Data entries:

--------------------------------

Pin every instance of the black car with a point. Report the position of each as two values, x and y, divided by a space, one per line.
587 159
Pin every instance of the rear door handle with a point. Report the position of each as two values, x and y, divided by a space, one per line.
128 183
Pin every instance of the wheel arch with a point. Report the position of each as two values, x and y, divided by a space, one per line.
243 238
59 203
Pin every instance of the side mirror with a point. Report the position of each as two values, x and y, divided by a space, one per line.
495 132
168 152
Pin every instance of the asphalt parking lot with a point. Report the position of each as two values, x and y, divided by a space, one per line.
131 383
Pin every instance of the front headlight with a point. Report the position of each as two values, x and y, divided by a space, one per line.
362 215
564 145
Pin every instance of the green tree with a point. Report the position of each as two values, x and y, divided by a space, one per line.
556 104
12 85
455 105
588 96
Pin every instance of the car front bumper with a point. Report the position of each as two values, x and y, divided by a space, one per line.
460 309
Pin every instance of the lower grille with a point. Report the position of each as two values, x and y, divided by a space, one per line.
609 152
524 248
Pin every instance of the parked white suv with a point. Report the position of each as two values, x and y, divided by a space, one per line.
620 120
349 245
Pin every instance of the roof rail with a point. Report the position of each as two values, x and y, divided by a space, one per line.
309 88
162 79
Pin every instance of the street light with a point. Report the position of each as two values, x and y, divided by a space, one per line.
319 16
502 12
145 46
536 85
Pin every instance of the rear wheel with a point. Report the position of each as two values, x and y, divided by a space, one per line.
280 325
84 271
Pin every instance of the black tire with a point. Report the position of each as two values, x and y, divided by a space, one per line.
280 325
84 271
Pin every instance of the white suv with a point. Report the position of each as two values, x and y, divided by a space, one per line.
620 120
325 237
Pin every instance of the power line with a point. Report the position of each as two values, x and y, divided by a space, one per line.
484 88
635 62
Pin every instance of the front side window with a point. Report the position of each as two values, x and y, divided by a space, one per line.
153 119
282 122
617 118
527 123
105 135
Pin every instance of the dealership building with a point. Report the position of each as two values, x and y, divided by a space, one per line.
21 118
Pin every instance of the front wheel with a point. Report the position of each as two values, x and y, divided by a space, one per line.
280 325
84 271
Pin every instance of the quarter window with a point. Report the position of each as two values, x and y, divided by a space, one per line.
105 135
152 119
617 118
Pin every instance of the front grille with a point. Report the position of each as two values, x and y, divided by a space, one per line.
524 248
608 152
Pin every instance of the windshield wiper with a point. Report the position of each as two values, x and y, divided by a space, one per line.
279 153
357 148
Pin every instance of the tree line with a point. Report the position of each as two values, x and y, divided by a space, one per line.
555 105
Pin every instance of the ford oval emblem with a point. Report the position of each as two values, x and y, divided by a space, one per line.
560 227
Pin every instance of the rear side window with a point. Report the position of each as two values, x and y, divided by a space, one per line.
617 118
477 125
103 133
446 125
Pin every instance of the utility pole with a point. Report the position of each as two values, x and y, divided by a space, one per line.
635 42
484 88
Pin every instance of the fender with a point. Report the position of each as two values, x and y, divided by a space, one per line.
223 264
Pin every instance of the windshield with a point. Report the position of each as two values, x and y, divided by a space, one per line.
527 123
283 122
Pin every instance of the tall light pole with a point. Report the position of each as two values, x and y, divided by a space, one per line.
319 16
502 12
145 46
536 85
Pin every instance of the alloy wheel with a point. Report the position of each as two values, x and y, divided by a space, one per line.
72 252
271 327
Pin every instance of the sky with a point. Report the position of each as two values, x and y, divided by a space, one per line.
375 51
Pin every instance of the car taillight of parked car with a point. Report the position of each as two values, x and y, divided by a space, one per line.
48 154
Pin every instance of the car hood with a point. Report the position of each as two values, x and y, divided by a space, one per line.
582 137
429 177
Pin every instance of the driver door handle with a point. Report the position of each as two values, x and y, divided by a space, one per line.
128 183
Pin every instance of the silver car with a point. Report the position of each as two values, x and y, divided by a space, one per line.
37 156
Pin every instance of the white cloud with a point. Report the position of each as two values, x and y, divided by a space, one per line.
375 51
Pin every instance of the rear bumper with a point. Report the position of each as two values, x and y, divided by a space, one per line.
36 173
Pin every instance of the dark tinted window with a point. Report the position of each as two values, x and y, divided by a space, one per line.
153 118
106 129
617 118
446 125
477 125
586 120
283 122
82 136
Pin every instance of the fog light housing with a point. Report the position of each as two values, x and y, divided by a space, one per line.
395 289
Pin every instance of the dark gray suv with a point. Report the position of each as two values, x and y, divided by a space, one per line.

--------------------------------

*Written task*: Extract the complete listing above, reproducing each line exactly.

*Exercise answer*:
Pin every instance of the black car with a point. Report the position of each as two values, x and y, divided by a space, one per line.
587 159
Pin every instance of the rear door handle with a point. Report the position of each as two values, x and y, divided by a space, one per line.
128 183
Pin every instance of the wheel arch with a point. Report the position of each as two values, x and y, divided by a space, one per line.
243 238
59 203
Pin every instance of the side mirror with a point. Report the position of each as two values, x and y, divided by a space, one per line.
495 132
168 152
Pin every instance of the asphalt parking lot with a point. Report the position of each as two values, x and y, divided by a space, one per line.
131 383
Pin every instance of the front headlight with a point. Report the position of each as two values, x and y, divided by a space, one per line.
362 215
564 145
Pin every instance of the green tree with a point. Report the position of each as two values, x and y, divided by a space, one per line.
556 104
12 85
455 105
588 96
Pin every instance of the car front bumper with a point. Report the position of each as two values, x and y, divided by a space, one per line.
460 309
Pin every instance of the lower grille with a point. Report the position of each as two values, x and y, divided by a space, one per line.
609 152
524 248
Pin every instance of the parked white suv with a point. Report the position of each as two values, x and y, divided by a space, one per line.
620 120
349 245
Pin every instance of the roof rail with a point. Report the position of each as two values, x and y, divided by a space, one per line.
309 88
162 79
Pin every instance of the street light with a point. Report the position of each as two values, x and y, divided by a space, one per line.
319 16
502 12
145 46
536 85
Pin every instance of the rear wheel with a point. Report the position of each as two values, x and y, divided by a space, one per line.
280 325
84 271
Pin every instance of the black tire with a point. Report the position of each as two values, x and y, divided by a space, one per line.
280 325
84 271
Pin every instance of the white suv with a point. Report the position of each as two values, x and y, divided by a space, one per line.
620 120
325 237
Pin every instance of the power line with a point. Report the position of each as two values, x and y, divided by a space, one per line.
484 88
635 62
Pin every instance of the front side window with a point. Report the position of each as two values, x and y, divided by a space, one per line.
153 119
282 122
617 118
527 123
105 135
Pin every instance of the dealership building with a point. Report the position of each as two values, x and y, divided by a space, one per line.
21 118
Pin every instance of the front wheel with a point. Report the position of each as two values, x and y, divided by a space, one per line.
280 325
84 271
Pin every instance of the quarter window with a point. Report the position of each as two values, x and y, divided by a space, one per line.
105 135
152 119
617 118
Pin every instance of the front grille with a point. Report the position of each as two values, x and y, divided by a space, one per line.
524 248
608 152
Pin every instance of the windshield wiper with a point. Report the position of each as two values, x and y, divided by a space, one per line.
279 153
357 148
Pin every instance of the tree line with a point. Report the position of each as two values, x and y, divided by a space, one per line.
555 105
Pin every instance of the ford oval emblem with a point. Report the position of each as two values, x and y, divided by a space, one per line.
560 227
Pin every instance of the rear side window with a point. Report the position of each as two values, x and y, divided by a space, one per line.
617 118
477 125
103 133
446 125
Pin every instance of the utility pole with a point. Report the position of each as two values, x and y, divided by a space, one per line.
635 42
484 88
Pin every instance of the fender with a point. Report the position of each as two values, x and y, divided by a space, one per line.
223 264
Pin every instance of the windshield with a point. Report the position of each as two values, x and y, divided by a space, one per line.
527 123
283 122
Pin every instance of the tall light pole with a point. Report the position of each as two values, x and y, divided by a space, one per line.
319 16
502 12
145 46
536 85
Pin every instance of the alloy wheel with a point. Report the position of each as two values, x and y, divided by a space, one per line.
72 252
271 327
Pin every instance of the sky with a point. Report the position of each as two values, x and y, divided by a space, one per line.
375 51
Pin every instance of the car taillight of parked car with a point. Report the position of each as two values, x and y, divided by a space, one per line.
48 154
Pin every instance of the car hood with a point. Report the position of each as two values, x and y, divided by a space, one per line.
582 137
429 177
Pin every instance of the driver door handle with a point. Report the position of each as two values, x and y, divided by a space, one per line.
128 183
Pin every instance of the silver car with a point. Report the position of each as two values, x and y, divided by a space, one per line.
37 156
Pin every instance of the white cloud with a point. Report the position of each as two values, x and y, divided by a space, one per line.
375 51
Pin every instance of the rear bumper with a point. Report the position of each as two values, x and y, divided by a space, one per line.
36 173
Pin every instance of the dark tinted window with a point. Report the position of each as two values, x and y, divided by a space, one per line.
153 118
106 129
617 118
446 125
477 125
586 120
283 122
82 136
Pin every instance of the fog light housing with a point. Report the position of each as two values, x and y, divided by a space, one per line.
395 289
Pin every instance of the dark gray suv with a point. Report the position of each as two values, x and y, divided by a space, one per line.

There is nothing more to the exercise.